▶ [DATA PROVIDED]:
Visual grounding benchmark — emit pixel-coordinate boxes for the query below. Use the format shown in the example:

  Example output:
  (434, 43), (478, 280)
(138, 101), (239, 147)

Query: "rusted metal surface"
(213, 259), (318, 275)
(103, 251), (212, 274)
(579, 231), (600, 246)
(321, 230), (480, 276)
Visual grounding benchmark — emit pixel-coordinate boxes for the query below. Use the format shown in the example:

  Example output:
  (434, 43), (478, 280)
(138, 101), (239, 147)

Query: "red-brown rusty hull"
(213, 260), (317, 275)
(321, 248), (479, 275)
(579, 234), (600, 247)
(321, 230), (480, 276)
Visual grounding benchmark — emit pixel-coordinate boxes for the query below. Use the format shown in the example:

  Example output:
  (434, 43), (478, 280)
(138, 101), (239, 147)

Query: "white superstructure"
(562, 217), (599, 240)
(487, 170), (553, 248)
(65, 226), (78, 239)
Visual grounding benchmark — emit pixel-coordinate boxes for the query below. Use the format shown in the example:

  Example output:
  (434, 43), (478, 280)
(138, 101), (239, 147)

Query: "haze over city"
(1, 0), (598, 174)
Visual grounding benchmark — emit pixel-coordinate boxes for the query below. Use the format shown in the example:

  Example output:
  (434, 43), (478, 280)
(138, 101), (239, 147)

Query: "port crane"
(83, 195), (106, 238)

▶ [ACTION ITEM]: Output each line of the data exactly as it stands above.

▶ [EXERCISE RESPONSE]:
Visual grounding benchmark — emit pixel-coordinate boxes for the query below. Use the format shown in the example:

  Example output:
  (434, 43), (478, 280)
(138, 101), (239, 147)

Query: "rusted metal surface"
(213, 259), (318, 275)
(103, 251), (212, 274)
(579, 231), (600, 246)
(321, 230), (480, 276)
Visual grounding benchmark — emit pixel-coordinate boxes for the query below. Use the format shown in the example:

  Example output:
  (434, 43), (478, 280)
(138, 101), (239, 147)

Query: "red-brown rusty hull"
(213, 260), (317, 275)
(321, 248), (479, 275)
(579, 234), (600, 247)
(321, 230), (480, 276)
Visual grounding benchmark — emit pixel-coordinate boxes for the query below. Use the format shown in the example:

  Example output:
  (434, 43), (478, 280)
(138, 101), (239, 147)

Query: "white superstructure"
(562, 217), (599, 240)
(487, 170), (553, 248)
(65, 226), (78, 239)
Visual grounding benchmark — emit pixel-coordinate boxes for the query below. Use the format shown in the example:

  Example output:
  (434, 43), (478, 280)
(138, 101), (239, 147)

Query: "haze over city"
(1, 0), (598, 174)
Visual grounding benchmark — emit pixel-coordinate boxes for the query below. Use the format shown in the example:

  Example output:
  (434, 43), (478, 280)
(138, 101), (239, 147)

Query: "port crane"
(83, 195), (106, 238)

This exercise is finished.